* **Text passage**
========

Rick Snyder came into office promising to be a new kind of Republican governor, focused on budget and economic issues and not on social hot button issues like abortion and gay rights. Despite those promises, he has now signed into law one of the country’s worst laws on abortion, passed by the Republican-dominated state legislature.
The law has many provisions, all of which are designed to make it more difficult to provide abortion services in the state. First, it requires that any facility that performs more than 10 abortions a month be a freestanding building with full surgical facilities — even if they don’t perform surgical abortions at all. Second, it requires doctors to certify that the woman was not coerced into getting the abortion (a laudable goal, but a solution in search of a problem). Third, it requires that a doctor actually be present even if the woman is choosing an RU-486 abortion, which will make it far less likely that rural clinics can stay open. Here’s the real purpose:
Critics of the Michigan law fear its insistence on new, standalone facilities will hurt women in rural and low-income areas as it could force some clinics to close. They say questioning women on whether an abortion is voluntary subjects them to a type of interrogation.
The Center for Reproductive Rights, an abortion rights group that opposed the measure, said it could force many existing abortion providers in the state to either tear down their offices and rebuild from the ground up — or shutter their practices.The Michigan chapter of the American Civil Liberties Union, which also opposed the law, called its passage a setback for reproductive rights and the health of women.
“Safety was never the intention of this law. The only thing this law accomplishes is to make a difficult decision even more difficult,” said Rana Elmir, the communications director for the Michigan ACLU.
This is the religious right doing everything it can to make it more difficult for women to exercise their reproductive rights and make it prohibitively costly to keep clinics open, clinics that also provide a great deal of important primary medical care for women, especially in rural and inner city areas.

========

* **Dataset excerpts**
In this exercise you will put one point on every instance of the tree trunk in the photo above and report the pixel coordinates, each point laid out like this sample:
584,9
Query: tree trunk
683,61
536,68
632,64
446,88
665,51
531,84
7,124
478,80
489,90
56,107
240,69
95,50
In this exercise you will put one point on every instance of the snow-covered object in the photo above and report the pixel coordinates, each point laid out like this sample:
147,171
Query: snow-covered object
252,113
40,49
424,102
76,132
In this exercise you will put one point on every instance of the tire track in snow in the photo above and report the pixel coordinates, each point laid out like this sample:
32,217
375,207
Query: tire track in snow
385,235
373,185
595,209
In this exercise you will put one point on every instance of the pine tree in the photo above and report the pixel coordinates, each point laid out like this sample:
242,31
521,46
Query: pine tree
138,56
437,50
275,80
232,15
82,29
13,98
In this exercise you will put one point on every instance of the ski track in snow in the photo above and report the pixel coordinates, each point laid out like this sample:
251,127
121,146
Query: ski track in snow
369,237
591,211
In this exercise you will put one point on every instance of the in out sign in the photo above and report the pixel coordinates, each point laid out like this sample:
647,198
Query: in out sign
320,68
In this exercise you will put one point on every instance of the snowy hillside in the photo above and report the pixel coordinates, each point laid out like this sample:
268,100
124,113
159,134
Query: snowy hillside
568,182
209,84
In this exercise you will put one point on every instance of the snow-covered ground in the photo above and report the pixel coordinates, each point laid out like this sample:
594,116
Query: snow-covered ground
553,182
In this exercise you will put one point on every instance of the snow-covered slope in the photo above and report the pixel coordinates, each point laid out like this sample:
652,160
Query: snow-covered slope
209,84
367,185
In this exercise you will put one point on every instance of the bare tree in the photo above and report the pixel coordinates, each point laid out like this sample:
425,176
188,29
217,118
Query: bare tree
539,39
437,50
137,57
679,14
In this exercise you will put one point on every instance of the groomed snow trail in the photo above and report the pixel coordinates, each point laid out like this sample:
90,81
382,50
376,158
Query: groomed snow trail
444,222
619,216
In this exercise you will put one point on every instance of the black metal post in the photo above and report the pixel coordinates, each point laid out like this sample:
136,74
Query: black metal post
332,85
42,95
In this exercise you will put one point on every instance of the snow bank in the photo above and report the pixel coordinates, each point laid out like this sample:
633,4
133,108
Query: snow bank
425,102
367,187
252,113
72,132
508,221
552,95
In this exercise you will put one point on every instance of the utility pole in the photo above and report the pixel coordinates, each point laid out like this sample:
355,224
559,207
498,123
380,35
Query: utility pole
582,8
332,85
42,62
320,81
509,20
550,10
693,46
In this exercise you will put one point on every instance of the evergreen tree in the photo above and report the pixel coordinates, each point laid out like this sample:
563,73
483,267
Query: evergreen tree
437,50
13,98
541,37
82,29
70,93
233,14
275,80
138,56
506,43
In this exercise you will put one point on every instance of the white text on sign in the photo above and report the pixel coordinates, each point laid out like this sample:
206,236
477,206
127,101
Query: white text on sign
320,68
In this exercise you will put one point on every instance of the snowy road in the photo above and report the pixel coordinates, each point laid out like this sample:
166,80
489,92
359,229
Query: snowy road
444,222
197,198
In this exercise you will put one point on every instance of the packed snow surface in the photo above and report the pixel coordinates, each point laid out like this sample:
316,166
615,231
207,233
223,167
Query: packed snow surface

========

* **Brief 1**
In the article on Michigan's abortion law, what position does Rana Elmir hold?
* **Brief 2**
Echo the stretch of the article on Michigan's abortion law from "This is the" through "inner city areas.".
* **Brief 3**
List every requirement of the new law that the article on Michigan's abortion law spells out.

* **Your solution 1**
She is the communications director for the Michigan ACLU.

* **Your solution 2**
This is the religious right doing everything it can to make it more difficult for women to exercise their reproductive rights and make it prohibitively costly to keep clinics open, clinics that also provide a great deal of important primary medical care for women, especially in rural and inner city areas.

* **Your solution 3**
- Any facility performing more than 10 abortions a month must be a freestanding building with full surgical facilities.
- Doctors must certify that the woman was not coerced into getting the abortion.
- A doctor must be present even when the woman is choosing an RU-486 abortion.